> _What the exercise asks_
Give back the line that contains "Target: person in teal shirt" and every following line, exactly as they appear, through the end of the data.

(Extracted data)

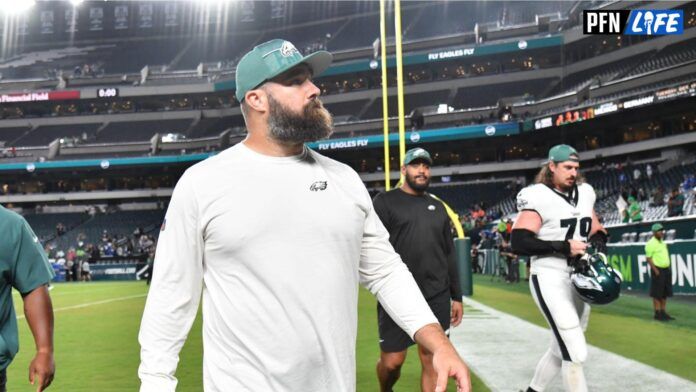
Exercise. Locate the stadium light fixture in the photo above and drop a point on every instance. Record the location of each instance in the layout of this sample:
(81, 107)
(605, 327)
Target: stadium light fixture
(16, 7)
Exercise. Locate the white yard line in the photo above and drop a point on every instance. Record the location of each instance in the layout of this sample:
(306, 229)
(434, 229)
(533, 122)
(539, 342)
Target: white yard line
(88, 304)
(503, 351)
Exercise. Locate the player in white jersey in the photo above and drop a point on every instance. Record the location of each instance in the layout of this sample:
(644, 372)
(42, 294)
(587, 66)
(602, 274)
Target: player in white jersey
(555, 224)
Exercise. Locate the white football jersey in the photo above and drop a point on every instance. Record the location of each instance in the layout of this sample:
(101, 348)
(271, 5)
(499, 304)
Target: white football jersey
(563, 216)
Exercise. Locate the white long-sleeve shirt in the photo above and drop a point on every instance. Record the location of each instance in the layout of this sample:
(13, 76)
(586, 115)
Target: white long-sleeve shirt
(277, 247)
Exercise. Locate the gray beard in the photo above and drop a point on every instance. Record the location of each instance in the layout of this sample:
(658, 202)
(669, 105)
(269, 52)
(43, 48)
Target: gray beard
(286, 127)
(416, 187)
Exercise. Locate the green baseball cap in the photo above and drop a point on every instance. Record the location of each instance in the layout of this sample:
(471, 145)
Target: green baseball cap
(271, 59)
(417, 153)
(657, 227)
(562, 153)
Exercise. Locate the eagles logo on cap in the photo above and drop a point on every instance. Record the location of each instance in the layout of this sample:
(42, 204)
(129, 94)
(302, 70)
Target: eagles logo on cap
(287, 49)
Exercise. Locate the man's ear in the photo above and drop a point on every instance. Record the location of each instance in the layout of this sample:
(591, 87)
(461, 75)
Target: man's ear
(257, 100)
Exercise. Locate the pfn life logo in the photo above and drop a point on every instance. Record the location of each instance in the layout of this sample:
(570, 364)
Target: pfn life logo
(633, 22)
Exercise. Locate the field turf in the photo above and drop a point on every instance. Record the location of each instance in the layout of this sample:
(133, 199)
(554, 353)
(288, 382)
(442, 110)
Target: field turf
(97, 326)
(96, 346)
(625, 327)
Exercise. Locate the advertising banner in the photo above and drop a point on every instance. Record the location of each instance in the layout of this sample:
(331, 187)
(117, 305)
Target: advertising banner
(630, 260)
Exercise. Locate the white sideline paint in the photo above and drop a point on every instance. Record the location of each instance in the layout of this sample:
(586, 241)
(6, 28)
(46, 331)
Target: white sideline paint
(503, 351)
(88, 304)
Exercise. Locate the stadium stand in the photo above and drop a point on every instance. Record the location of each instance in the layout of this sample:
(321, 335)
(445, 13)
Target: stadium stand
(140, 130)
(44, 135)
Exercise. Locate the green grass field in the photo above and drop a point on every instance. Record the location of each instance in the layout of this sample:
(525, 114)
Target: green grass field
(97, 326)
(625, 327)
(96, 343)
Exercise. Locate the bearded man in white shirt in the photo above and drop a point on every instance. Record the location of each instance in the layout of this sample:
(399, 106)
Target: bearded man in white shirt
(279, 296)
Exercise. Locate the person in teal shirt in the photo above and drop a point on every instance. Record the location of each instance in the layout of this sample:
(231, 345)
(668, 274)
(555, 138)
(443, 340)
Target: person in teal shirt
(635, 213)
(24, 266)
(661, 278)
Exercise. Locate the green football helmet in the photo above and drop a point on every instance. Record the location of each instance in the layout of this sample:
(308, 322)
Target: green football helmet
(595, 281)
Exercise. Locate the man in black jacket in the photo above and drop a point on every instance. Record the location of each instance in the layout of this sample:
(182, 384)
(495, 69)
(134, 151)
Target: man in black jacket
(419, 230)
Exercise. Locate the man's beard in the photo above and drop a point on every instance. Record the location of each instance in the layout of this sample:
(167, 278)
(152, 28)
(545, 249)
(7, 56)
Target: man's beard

(End Extracted data)

> _Result for this exercise_
Target: person in teal shirt
(635, 213)
(24, 266)
(661, 278)
Exercise. Locate the green football helmet in the photo above and drop a point on every instance. Record the location of each instance in the layout of this sample:
(308, 322)
Target: green football helmet
(595, 281)
Exercise. Locate the man in black jacket in the photo above and drop a point on every instance. Record the location of each instance in the layout of this sample:
(182, 384)
(495, 69)
(134, 151)
Target: man in black jacket
(419, 230)
Exercise. Locate the man's beard in the photo above and drop a point on every instance. Record the location of each instance in the layout of this sample:
(167, 278)
(152, 28)
(545, 249)
(7, 56)
Target: man's beard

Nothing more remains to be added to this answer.